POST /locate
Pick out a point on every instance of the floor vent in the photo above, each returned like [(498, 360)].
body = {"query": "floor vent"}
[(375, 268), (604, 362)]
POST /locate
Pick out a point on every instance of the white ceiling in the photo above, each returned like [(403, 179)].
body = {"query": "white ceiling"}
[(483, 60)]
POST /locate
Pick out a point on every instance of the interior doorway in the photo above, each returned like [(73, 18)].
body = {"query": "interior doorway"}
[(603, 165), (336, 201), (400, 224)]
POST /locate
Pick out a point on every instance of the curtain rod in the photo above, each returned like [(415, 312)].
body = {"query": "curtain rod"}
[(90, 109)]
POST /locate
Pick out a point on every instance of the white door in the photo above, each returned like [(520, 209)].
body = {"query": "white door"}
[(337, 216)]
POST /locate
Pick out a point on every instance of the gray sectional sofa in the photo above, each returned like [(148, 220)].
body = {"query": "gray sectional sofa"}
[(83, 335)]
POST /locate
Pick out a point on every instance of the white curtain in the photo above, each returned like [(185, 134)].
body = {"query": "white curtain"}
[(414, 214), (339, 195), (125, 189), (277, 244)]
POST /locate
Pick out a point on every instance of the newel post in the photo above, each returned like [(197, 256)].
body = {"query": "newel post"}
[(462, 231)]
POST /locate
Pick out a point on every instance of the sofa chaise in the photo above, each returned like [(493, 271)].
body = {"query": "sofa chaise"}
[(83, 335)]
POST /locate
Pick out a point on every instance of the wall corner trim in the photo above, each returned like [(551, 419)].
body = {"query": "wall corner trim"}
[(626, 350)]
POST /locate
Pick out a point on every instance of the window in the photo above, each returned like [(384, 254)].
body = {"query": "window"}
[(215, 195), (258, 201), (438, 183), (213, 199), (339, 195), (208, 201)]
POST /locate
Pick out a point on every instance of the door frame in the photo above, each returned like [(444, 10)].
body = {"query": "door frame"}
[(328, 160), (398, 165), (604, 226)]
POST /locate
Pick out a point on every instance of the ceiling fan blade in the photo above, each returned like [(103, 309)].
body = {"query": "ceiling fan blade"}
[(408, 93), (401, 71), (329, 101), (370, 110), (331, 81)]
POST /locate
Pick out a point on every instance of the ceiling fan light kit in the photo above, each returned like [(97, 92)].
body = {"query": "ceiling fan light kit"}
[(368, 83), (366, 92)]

▸ SET TASK
Rewrite all of the records above with "Pick out" changed to "Mark" everywhere it appears, and keep everything else the same.

▸ FINISHED EXERCISE
POST /locate
Mark a point on every instance of the floor vent in the photo above, each returned like [(498, 360)].
body = {"query": "floor vent"}
[(375, 268), (604, 362)]
POST /locate
Mark a point on every instance of the white ceiling in the photo above, each returned like [(403, 179)].
body = {"query": "white ceiling"}
[(483, 60)]
POST /locate
Mark a point on every instance of the interior doorway in the photo above, each returned like [(73, 18)].
body = {"query": "interior doorway"}
[(603, 165), (336, 201), (400, 224)]
POST /locate
Mark a point on every instance of the curtain rod in the photo above, each returned like [(415, 312)].
body = {"query": "curtain rod"}
[(90, 109)]
POST /locate
Mark a point on every instance of the white door in the photo above, each returned like [(520, 209)].
body = {"query": "white door"}
[(337, 216)]
POST /locate
Mark a point on every instance of the gray sectional sofa in the photo above, each returned like [(148, 220)].
body = {"query": "gray sectional sofa"}
[(83, 335)]
POST /locate
Mark a point on every instance of the white curtain in the photo above, each returned like [(185, 134)].
body = {"query": "white curtain"}
[(414, 214), (339, 195), (125, 189), (277, 244)]
POST /locate
Mark a point on every instance of the newel post in the photo above, each returned like [(197, 256)].
body = {"query": "newel post"}
[(462, 231)]
POST /locate
Mark a point on every instance of the sofa chaise in the photo above, each returned like [(493, 271)].
body = {"query": "sofa chaise"}
[(83, 335)]
POST /locate
Mark a point on every instance of the wall corner trim in the photo above, each returned like [(551, 419)].
body = {"query": "wall corner trim"}
[(626, 350)]
POST /locate
Mark a point on every instance of the window in the photo above, each returned like [(384, 254)].
body = {"query": "window"}
[(215, 195), (258, 201), (438, 183), (213, 199), (339, 195), (208, 201)]
POST /locate
Mark a point on every instance of the door frame in the photo above, each returned like [(444, 10)].
body = {"query": "door frame"}
[(328, 160), (398, 165), (604, 226)]
POST /locate
Mark a point on every instance of the ceiling fan blade in the photo above, each returned like [(103, 309)].
body = {"query": "ceiling fan blade"}
[(408, 93), (401, 71), (329, 101), (370, 110), (331, 81)]
POST /locate
Mark a point on every instance of the ceiling fan light kit in the photo above, each returned like [(97, 92)].
body = {"query": "ceiling fan light kit"}
[(368, 83), (366, 92)]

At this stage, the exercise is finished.